- _Task details_
Print the data that follows exactly as it stands, from its first line through the line containing "Each is formatted like [615, 356].", and stop there.

- _Records from a data source_

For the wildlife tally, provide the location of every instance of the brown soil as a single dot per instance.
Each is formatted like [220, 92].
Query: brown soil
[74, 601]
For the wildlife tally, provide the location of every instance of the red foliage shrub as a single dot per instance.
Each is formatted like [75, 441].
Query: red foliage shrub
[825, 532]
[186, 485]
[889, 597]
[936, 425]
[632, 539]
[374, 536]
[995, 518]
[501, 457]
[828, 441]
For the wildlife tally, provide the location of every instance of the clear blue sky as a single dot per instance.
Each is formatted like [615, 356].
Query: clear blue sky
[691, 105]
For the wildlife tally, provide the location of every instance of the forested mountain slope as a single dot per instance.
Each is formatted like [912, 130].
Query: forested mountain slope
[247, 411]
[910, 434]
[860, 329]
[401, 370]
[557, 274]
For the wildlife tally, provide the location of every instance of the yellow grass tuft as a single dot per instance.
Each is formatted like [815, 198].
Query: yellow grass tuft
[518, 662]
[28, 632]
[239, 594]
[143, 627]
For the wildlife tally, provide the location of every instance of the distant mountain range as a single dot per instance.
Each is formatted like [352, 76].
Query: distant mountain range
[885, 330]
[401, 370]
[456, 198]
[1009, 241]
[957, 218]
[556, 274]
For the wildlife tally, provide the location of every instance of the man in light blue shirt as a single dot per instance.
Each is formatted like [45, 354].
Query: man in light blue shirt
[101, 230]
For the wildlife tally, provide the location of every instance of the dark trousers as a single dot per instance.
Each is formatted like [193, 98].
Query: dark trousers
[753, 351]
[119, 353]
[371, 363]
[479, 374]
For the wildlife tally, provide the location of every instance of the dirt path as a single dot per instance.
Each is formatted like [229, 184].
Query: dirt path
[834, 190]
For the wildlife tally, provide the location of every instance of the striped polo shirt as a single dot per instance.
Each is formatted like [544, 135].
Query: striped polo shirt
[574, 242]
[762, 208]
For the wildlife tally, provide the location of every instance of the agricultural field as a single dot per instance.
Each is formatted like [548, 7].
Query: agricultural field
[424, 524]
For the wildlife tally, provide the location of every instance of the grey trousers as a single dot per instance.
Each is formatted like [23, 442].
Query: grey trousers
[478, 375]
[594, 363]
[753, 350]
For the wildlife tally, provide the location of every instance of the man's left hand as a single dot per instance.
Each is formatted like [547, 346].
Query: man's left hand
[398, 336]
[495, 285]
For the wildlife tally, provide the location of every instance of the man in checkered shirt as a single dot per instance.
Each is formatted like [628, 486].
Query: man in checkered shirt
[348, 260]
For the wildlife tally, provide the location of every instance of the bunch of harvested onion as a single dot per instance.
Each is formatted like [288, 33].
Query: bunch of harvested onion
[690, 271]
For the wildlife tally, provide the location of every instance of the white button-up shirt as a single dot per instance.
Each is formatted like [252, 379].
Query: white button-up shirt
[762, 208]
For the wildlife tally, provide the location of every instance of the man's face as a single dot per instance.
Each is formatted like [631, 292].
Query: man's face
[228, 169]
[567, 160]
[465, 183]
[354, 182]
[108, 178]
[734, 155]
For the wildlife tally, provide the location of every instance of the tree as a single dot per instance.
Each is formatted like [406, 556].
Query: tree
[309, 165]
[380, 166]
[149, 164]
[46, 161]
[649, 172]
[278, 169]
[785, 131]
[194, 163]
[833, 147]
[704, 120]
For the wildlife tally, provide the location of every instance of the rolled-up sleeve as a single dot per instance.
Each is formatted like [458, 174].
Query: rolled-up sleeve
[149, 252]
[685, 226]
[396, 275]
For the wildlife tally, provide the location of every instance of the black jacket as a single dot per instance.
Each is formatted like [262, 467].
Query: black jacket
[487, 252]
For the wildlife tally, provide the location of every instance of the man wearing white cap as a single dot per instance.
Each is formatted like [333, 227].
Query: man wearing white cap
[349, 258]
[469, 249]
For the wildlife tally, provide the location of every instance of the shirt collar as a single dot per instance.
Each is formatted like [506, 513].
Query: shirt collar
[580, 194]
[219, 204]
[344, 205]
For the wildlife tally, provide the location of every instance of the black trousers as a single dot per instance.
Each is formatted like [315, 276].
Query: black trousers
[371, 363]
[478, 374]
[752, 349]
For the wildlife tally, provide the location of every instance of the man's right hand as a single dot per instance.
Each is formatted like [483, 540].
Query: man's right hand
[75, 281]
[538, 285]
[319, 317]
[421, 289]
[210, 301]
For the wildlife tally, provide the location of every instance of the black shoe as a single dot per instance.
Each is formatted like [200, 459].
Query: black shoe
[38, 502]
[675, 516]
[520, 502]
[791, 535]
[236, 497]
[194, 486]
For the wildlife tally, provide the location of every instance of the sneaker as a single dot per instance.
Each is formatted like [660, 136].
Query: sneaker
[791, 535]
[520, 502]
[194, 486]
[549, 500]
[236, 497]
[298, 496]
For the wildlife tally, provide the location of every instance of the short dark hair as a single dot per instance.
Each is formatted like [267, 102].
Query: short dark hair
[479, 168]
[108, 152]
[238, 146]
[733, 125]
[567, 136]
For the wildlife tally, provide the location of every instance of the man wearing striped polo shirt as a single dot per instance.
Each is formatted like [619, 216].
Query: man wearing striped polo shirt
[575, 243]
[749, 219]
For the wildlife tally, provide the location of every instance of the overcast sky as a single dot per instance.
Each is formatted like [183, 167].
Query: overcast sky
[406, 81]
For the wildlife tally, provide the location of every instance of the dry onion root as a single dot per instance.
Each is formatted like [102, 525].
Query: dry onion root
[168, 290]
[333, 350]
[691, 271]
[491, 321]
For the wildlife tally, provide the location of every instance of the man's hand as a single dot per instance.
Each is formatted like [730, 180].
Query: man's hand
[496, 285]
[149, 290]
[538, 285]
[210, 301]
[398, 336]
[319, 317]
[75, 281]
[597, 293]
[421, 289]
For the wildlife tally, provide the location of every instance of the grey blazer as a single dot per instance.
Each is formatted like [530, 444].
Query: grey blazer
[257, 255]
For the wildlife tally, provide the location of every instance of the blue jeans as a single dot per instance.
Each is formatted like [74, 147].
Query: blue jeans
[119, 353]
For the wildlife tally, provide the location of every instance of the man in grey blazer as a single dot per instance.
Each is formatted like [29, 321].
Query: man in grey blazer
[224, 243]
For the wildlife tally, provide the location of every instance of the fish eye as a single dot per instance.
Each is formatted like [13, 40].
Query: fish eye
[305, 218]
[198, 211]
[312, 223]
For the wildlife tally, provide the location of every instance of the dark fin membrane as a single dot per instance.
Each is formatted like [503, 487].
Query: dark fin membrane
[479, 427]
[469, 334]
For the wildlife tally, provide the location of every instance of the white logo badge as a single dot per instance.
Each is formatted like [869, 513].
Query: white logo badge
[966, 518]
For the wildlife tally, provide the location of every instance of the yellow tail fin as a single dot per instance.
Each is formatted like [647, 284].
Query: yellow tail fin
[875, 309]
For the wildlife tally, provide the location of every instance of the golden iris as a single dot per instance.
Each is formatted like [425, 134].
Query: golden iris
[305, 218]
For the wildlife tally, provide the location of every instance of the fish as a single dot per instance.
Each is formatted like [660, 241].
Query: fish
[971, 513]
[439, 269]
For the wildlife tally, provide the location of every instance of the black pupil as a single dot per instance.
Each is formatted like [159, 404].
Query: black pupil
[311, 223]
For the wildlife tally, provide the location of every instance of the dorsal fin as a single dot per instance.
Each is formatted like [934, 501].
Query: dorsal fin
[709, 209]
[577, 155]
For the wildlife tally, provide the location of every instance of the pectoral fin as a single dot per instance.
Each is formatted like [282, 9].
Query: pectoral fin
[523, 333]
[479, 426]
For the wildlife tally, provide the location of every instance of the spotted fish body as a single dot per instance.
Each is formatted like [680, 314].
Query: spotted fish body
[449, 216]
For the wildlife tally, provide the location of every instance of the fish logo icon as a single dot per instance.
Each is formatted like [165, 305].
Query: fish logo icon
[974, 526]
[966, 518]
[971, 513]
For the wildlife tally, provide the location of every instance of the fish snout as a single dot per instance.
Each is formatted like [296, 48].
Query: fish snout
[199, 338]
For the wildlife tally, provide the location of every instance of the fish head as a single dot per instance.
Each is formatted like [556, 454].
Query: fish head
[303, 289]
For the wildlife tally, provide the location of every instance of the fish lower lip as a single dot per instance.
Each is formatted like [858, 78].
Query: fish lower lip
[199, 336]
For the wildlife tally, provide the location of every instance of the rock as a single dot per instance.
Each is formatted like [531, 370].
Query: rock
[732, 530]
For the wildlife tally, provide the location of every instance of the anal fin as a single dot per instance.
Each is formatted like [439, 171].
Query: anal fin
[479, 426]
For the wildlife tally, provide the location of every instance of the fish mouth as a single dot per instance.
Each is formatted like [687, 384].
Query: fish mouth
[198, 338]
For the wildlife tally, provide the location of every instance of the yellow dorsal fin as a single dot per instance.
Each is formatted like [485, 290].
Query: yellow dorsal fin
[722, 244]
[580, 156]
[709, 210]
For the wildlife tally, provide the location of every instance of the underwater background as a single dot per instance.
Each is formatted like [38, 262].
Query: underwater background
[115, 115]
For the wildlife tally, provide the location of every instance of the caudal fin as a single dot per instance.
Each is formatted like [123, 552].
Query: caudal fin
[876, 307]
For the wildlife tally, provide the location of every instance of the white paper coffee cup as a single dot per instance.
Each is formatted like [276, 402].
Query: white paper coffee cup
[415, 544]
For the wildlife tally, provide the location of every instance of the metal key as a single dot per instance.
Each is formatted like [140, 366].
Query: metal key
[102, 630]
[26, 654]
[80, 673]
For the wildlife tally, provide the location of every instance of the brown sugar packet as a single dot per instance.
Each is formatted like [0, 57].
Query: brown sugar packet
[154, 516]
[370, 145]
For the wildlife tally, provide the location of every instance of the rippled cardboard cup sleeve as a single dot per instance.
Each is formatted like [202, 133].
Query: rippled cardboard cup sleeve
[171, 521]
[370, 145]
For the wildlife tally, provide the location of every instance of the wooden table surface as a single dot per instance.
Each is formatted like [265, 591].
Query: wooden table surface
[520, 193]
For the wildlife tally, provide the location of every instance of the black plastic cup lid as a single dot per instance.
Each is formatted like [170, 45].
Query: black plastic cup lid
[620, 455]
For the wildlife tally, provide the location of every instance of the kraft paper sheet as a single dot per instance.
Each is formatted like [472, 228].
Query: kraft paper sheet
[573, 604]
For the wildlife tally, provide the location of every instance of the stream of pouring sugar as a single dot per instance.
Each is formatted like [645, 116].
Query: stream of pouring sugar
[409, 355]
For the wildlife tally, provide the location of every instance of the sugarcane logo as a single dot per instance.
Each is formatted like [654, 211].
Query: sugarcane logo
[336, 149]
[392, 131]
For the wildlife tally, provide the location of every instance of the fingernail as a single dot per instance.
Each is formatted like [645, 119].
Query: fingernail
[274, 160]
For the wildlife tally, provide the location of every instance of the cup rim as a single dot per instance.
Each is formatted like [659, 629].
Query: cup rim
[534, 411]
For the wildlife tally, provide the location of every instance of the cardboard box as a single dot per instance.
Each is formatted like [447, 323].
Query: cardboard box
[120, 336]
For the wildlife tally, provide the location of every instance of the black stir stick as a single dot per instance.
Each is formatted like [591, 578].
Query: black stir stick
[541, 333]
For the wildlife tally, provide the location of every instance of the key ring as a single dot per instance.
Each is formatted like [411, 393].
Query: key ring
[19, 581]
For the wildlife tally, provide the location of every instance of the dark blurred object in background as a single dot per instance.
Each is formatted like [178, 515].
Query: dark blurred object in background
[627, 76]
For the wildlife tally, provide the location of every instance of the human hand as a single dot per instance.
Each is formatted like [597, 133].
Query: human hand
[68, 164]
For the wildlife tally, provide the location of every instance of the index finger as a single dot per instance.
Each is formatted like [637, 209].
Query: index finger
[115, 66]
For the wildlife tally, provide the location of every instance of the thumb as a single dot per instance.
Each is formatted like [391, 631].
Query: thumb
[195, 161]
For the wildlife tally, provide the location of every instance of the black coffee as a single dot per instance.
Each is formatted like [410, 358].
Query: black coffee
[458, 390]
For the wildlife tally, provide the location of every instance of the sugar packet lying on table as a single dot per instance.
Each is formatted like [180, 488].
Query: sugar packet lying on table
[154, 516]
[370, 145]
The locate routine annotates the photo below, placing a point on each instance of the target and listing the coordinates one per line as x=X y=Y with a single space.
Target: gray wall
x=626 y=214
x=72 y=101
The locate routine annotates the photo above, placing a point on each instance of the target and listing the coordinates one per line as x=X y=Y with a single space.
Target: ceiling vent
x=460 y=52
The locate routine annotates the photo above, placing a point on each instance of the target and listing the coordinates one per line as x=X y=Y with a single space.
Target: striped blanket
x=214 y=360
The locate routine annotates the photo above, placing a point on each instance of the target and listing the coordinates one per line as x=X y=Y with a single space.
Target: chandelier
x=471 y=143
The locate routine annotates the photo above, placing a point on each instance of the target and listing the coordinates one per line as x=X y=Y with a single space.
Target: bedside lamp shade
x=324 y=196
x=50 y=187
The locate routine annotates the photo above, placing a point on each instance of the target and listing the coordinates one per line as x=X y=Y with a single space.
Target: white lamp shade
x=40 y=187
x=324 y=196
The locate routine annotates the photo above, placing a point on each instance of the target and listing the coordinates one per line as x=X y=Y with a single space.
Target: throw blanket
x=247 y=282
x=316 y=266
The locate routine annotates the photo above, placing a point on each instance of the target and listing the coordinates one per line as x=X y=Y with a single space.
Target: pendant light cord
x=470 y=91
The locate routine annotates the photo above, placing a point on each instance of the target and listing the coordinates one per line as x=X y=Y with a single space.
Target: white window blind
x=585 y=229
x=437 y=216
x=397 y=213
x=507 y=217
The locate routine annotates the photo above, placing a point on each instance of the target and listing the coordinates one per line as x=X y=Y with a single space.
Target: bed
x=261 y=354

- _Solution_
For the wildlife tally, provide the location of every instance of the brown soil as a single dot per instance.
Each is formatted like [220, 92].
Query: brown soil
[74, 601]
For the wildlife tally, provide the location of every instance of the red foliage shrub as a single dot per instance.
Each is formatted like [75, 441].
Query: red foliage shrub
[825, 532]
[186, 485]
[889, 597]
[936, 425]
[632, 539]
[374, 536]
[995, 518]
[501, 457]
[828, 441]
For the wildlife tally, provide the location of every instance of the clear blue sky as a single dot per instance.
Each is formatted like [615, 356].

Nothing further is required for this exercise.